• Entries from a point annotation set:
|---|
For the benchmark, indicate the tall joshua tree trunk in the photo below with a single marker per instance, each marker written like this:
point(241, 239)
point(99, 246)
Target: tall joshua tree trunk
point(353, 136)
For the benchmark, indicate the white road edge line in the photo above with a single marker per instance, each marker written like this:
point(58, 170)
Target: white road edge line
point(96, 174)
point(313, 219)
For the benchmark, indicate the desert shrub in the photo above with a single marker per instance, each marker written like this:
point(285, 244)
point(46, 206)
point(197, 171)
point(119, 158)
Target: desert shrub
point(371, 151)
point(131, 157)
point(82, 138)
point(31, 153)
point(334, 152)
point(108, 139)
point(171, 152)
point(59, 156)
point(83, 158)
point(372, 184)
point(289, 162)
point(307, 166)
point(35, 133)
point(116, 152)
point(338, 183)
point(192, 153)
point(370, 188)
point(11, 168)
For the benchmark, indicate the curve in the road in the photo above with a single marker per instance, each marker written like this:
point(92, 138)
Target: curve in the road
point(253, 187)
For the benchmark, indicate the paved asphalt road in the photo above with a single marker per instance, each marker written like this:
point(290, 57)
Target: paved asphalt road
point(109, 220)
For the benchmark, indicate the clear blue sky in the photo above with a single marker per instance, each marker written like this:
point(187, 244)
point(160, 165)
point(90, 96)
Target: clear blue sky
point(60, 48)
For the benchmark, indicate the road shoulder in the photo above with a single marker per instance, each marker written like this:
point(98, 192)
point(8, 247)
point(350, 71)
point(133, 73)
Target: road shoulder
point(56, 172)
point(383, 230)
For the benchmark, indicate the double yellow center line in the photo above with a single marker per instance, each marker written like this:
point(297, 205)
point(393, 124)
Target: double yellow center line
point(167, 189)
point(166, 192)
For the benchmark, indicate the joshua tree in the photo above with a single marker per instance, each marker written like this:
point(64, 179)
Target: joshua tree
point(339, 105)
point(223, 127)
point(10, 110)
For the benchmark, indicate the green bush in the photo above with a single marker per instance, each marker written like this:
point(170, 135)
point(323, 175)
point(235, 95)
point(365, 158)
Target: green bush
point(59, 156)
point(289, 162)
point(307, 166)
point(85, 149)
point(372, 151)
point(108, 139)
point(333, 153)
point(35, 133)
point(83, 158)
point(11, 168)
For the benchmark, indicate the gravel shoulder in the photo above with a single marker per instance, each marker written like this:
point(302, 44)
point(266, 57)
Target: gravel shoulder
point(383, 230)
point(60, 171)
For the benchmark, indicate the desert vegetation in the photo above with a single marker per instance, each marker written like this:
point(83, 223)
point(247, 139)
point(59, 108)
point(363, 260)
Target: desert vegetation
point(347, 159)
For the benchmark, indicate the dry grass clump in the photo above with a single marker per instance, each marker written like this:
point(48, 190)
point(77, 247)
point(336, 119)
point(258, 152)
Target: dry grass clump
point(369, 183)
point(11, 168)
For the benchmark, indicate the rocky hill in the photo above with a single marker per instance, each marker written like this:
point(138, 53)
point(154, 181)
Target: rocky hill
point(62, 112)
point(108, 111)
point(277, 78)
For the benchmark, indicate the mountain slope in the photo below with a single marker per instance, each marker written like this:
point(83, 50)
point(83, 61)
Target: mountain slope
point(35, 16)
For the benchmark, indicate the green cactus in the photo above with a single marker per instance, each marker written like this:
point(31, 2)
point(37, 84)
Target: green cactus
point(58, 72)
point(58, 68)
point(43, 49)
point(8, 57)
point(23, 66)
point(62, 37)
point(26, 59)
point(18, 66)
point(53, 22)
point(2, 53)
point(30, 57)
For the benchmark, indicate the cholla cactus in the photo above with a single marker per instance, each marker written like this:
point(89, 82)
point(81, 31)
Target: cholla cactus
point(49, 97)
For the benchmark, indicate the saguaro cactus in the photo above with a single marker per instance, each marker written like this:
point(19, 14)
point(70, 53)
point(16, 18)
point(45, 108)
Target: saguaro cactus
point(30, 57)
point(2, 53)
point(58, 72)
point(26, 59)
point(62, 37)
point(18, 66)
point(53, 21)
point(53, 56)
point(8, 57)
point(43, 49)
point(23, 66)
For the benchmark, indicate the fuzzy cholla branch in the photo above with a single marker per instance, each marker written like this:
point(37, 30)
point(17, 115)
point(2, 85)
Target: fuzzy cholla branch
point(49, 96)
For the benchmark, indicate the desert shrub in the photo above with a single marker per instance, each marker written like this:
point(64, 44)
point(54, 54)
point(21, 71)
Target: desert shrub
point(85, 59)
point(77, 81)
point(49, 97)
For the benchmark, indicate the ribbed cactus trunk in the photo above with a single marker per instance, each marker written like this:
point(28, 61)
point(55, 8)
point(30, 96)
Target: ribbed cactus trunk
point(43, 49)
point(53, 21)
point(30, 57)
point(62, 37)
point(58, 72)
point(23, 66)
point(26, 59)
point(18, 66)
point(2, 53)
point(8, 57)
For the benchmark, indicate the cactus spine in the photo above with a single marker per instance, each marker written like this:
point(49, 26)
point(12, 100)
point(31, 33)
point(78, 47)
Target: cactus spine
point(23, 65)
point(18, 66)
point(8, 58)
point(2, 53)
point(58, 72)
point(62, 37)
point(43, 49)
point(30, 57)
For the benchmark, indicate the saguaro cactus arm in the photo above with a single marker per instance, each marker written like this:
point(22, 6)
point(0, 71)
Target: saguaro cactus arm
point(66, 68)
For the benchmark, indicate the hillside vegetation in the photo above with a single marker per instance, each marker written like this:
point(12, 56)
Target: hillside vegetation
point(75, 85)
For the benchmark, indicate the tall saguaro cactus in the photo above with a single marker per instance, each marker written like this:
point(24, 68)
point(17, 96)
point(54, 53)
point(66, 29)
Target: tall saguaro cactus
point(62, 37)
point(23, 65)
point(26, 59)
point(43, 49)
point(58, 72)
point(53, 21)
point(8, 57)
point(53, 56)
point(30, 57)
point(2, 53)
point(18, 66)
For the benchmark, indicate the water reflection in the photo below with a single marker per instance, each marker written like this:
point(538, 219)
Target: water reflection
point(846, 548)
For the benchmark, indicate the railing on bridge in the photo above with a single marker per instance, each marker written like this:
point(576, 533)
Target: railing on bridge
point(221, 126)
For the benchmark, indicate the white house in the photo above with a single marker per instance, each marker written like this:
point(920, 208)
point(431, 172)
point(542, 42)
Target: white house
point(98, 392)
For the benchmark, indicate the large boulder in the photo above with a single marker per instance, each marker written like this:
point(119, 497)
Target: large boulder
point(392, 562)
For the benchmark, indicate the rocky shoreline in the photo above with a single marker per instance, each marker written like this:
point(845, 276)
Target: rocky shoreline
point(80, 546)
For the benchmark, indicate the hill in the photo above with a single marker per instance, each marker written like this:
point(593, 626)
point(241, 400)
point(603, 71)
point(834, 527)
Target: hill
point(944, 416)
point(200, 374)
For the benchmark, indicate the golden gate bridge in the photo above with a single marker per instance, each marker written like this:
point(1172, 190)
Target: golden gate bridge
|---|
• SHORT EXERCISE:
Render all of the material above as a Markdown table with two columns, Row and Line. Put one line in each row with its row number, and leave out blank lines.

• EXPECTED OUTPUT:
| Row | Line |
|---|---|
| 1 | For the benchmark, indicate the tall joshua tree trunk in the photo below with a single marker per instance, each marker written like this: |
| 2 | point(241, 239) |
| 3 | point(99, 246) |
| 4 | Target: tall joshua tree trunk |
| 5 | point(353, 136) |
| 6 | For the benchmark, indicate the white road edge line in the photo above with a single marker per instance, each marker written like this: |
| 7 | point(58, 170) |
| 8 | Target: white road edge line |
| 9 | point(96, 174) |
| 10 | point(313, 219) |
| 11 | For the benchmark, indicate the desert shrub in the photo above with a single marker per instance, each marker written like this: |
| 12 | point(285, 244) |
| 13 | point(46, 206) |
| 14 | point(197, 171) |
| 15 | point(119, 158) |
| 16 | Target: desert shrub |
| 17 | point(371, 151) |
| 18 | point(131, 157) |
| 19 | point(82, 138) |
| 20 | point(31, 153) |
| 21 | point(334, 152) |
| 22 | point(108, 139) |
| 23 | point(171, 152) |
| 24 | point(59, 156) |
| 25 | point(83, 158) |
| 26 | point(372, 184) |
| 27 | point(289, 162) |
| 28 | point(307, 166) |
| 29 | point(35, 133) |
| 30 | point(116, 152) |
| 31 | point(338, 183) |
| 32 | point(192, 153) |
| 33 | point(370, 188) |
| 34 | point(11, 168) |
| 35 | For the benchmark, indicate the curve in the road in the photo above with a single marker per instance, each marker written like this: |
| 36 | point(92, 138) |
| 37 | Target: curve in the road |
| 38 | point(253, 187) |
| 39 | For the benchmark, indicate the paved asphalt road in the photo above with a single marker per instance, each marker written like this: |
| 40 | point(290, 57) |
| 41 | Target: paved asphalt road |
| 42 | point(109, 220) |
| 43 | For the benchmark, indicate the clear blue sky in the photo above with a single marker per instance, each marker written like this: |
| 44 | point(187, 244) |
| 45 | point(160, 165) |
| 46 | point(90, 96) |
| 47 | Target: clear blue sky |
| 48 | point(60, 48) |
| 49 | For the benchmark, indicate the road shoulder in the photo above with a single marker per instance, each marker written like this: |
| 50 | point(98, 192) |
| 51 | point(8, 247) |
| 52 | point(350, 71) |
| 53 | point(133, 73) |
| 54 | Target: road shoulder |
| 55 | point(56, 172) |
| 56 | point(383, 230) |
| 57 | For the benchmark, indicate the double yellow center line in the photo above with a single marker per instance, each marker written like this: |
| 58 | point(297, 205) |
| 59 | point(393, 124) |
| 60 | Target: double yellow center line |
| 61 | point(167, 189) |
| 62 | point(166, 192) |
| 63 | For the benchmark, indicate the joshua tree in the photo above with a single marker per instance, each marker written like this: |
| 64 | point(64, 179) |
| 65 | Target: joshua tree |
| 66 | point(339, 105) |
| 67 | point(223, 127) |
| 68 | point(10, 110) |
| 69 | For the benchmark, indicate the green bush in the photo above with a single marker per instance, each marker written like this: |
| 70 | point(170, 135) |
| 71 | point(323, 175) |
| 72 | point(235, 95) |
| 73 | point(365, 158) |
| 74 | Target: green bush |
| 75 | point(59, 156) |
| 76 | point(289, 162) |
| 77 | point(307, 166) |
| 78 | point(85, 149) |
| 79 | point(372, 151) |
| 80 | point(108, 139) |
| 81 | point(333, 153) |
| 82 | point(35, 133) |
| 83 | point(83, 158) |
| 84 | point(11, 168) |
| 85 | For the benchmark, indicate the gravel shoulder in the photo above with a single marker per instance, each marker written like this: |
| 86 | point(302, 44) |
| 87 | point(266, 57) |
| 88 | Target: gravel shoulder |
| 89 | point(383, 230) |
| 90 | point(60, 171) |
| 91 | For the benchmark, indicate the desert vegetation in the photo above with a single marker per instance, each marker written like this: |
| 92 | point(83, 223) |
| 93 | point(247, 139) |
| 94 | point(59, 108) |
| 95 | point(363, 260) |
| 96 | Target: desert vegetation |
| 97 | point(347, 159) |
| 98 | For the benchmark, indicate the dry grass clump in the photo above with a single marker per instance, each marker written like this: |
| 99 | point(48, 190) |
| 100 | point(77, 247) |
| 101 | point(336, 119) |
| 102 | point(258, 152) |
| 103 | Target: dry grass clump |
| 104 | point(369, 183) |
| 105 | point(11, 168) |
| 106 | For the benchmark, indicate the rocky hill in the photo above with a single marker per instance, each marker written like this: |
| 107 | point(138, 53) |
| 108 | point(154, 181) |
| 109 | Target: rocky hill |
| 110 | point(62, 112) |
| 111 | point(108, 111) |
| 112 | point(277, 78) |
| 113 | For the benchmark, indicate the mountain slope in the photo below with a single marker per instance, each marker written like this: |
| 114 | point(83, 50) |
| 115 | point(83, 61) |
| 116 | Target: mountain slope |
| 117 | point(35, 16) |
| 118 | For the benchmark, indicate the green cactus in the photo above with a single marker per instance, each marker written like this: |
| 119 | point(31, 2) |
| 120 | point(37, 84) |
| 121 | Target: green cactus |
| 122 | point(58, 72) |
| 123 | point(58, 68) |
| 124 | point(43, 49) |
| 125 | point(8, 57) |
| 126 | point(23, 66) |
| 127 | point(62, 37) |
| 128 | point(26, 59) |
| 129 | point(18, 66) |
| 130 | point(53, 22) |
| 131 | point(2, 53) |
| 132 | point(30, 57) |
| 133 | For the benchmark, indicate the cholla cactus in the photo above with a single marker per instance, each marker written like this: |
| 134 | point(89, 82) |
| 135 | point(81, 31) |
| 136 | Target: cholla cactus |
| 137 | point(49, 97) |
| 138 | For the benchmark, indicate the saguaro cactus in the photo above with a single marker per instance, each marker written like this: |
| 139 | point(19, 14) |
| 140 | point(70, 53) |
| 141 | point(16, 18) |
| 142 | point(45, 108) |
| 143 | Target: saguaro cactus |
| 144 | point(30, 57) |
| 145 | point(2, 53) |
| 146 | point(58, 72) |
| 147 | point(26, 59) |
| 148 | point(62, 37) |
| 149 | point(18, 66) |
| 150 | point(53, 21) |
| 151 | point(53, 56) |
| 152 | point(8, 57) |
| 153 | point(43, 49) |
| 154 | point(23, 66) |
| 155 | For the benchmark, indicate the fuzzy cholla branch in the photo above with a single marker per instance, each marker written like this: |
| 156 | point(37, 30) |
| 157 | point(17, 115) |
| 158 | point(2, 85) |
| 159 | Target: fuzzy cholla branch |
| 160 | point(49, 96) |
| 161 | For the benchmark, indicate the desert shrub in the photo above with a single marker per instance, each marker written like this: |
| 162 | point(64, 44) |
| 163 | point(54, 54) |
| 164 | point(21, 71) |
| 165 | Target: desert shrub |
| 166 | point(85, 59) |
| 167 | point(77, 81) |
| 168 | point(49, 97) |
| 169 | For the benchmark, indicate the ribbed cactus trunk in the photo above with a single marker per instance, each marker written like this: |
| 170 | point(28, 61) |
| 171 | point(55, 8) |
| 172 | point(30, 96) |
| 173 | Target: ribbed cactus trunk |
| 174 | point(43, 49) |
| 175 | point(53, 21) |
| 176 | point(30, 57) |
| 177 | point(62, 37) |
| 178 | point(58, 72) |
| 179 | point(23, 66) |
| 180 | point(26, 59) |
| 181 | point(18, 66) |
| 182 | point(2, 53) |
| 183 | point(8, 57) |
| 184 | For the benchmark, indicate the cactus spine in the photo above with a single marker per instance, each marker written like this: |
| 185 | point(49, 26) |
| 186 | point(12, 100) |
| 187 | point(31, 33) |
| 188 | point(78, 47) |
| 189 | Target: cactus spine |
| 190 | point(23, 65) |
| 191 | point(18, 66) |
| 192 | point(8, 58) |
| 193 | point(2, 53) |
| 194 | point(58, 72) |
| 195 | point(62, 37) |
| 196 | point(43, 49) |
| 197 | point(30, 57) |
| 198 | For the benchmark, indicate the saguaro cactus arm in the photo above with a single marker per instance, each marker written like this: |
| 199 | point(22, 6) |
| 200 | point(0, 71) |
| 201 | Target: saguaro cactus arm |
| 202 | point(66, 68) |
| 203 | For the benchmark, indicate the hillside vegetation in the photo above with a single marker per instance, each marker written like this: |
| 204 | point(12, 56) |
| 205 | Target: hillside vegetation |
| 206 | point(75, 85) |
| 207 | For the benchmark, indicate the tall saguaro cactus in the photo above with a single marker per instance, each marker written like this: |
| 208 | point(24, 68) |
| 209 | point(17, 96) |
| 210 | point(54, 53) |
| 211 | point(66, 29) |
| 212 | Target: tall saguaro cactus |
| 213 | point(62, 37) |
| 214 | point(23, 65) |
| 215 | point(26, 59) |
| 216 | point(43, 49) |
| 217 | point(58, 72) |
| 218 | point(53, 21) |
| 219 | point(8, 57) |
| 220 | point(53, 56) |
| 221 | point(30, 57) |
| 222 | point(2, 53) |
| 223 | point(18, 66) |
| 224 | For the benchmark, indicate the water reflection in the photo below with a single marker per instance, each marker written like this: |
| 225 | point(538, 219) |
| 226 | Target: water reflection |
| 227 | point(846, 548) |
| 228 | For the benchmark, indicate the railing on bridge in the photo above with a single marker per instance, each marker written like this: |
| 229 | point(576, 533) |
| 230 | Target: railing on bridge |
| 231 | point(221, 126) |
| 232 | For the benchmark, indicate the white house in the photo above with a single marker per instance, each marker written like this: |
| 233 | point(920, 208) |
| 234 | point(431, 172) |
| 235 | point(542, 42) |
| 236 | Target: white house |
| 237 | point(98, 392) |
| 238 | For the benchmark, indicate the large boulder in the photo above with a single marker per instance, each marker written like this: |
| 239 | point(119, 497) |
| 240 | Target: large boulder |
| 241 | point(392, 562) |
| 242 | For the benchmark, indicate the rocky shoreline in the photo above with a single marker per instance, each marker written like this: |
| 243 | point(845, 276) |
| 244 | Target: rocky shoreline |
| 245 | point(80, 546) |
| 246 | For the benchmark, indicate the hill in the photo above with a single marker per instance, each marker written like this: |
| 247 | point(593, 626) |
| 248 | point(241, 400) |
| 249 | point(603, 71) |
| 250 | point(834, 527) |
| 251 | Target: hill |
| 252 | point(944, 416) |
| 253 | point(200, 374) |
| 254 | For the benchmark, indicate the golden gate bridge in the photo above with a single marker per instance, each marker written like this: |
| 255 | point(1172, 190) |
| 256 | Target: golden gate bridge |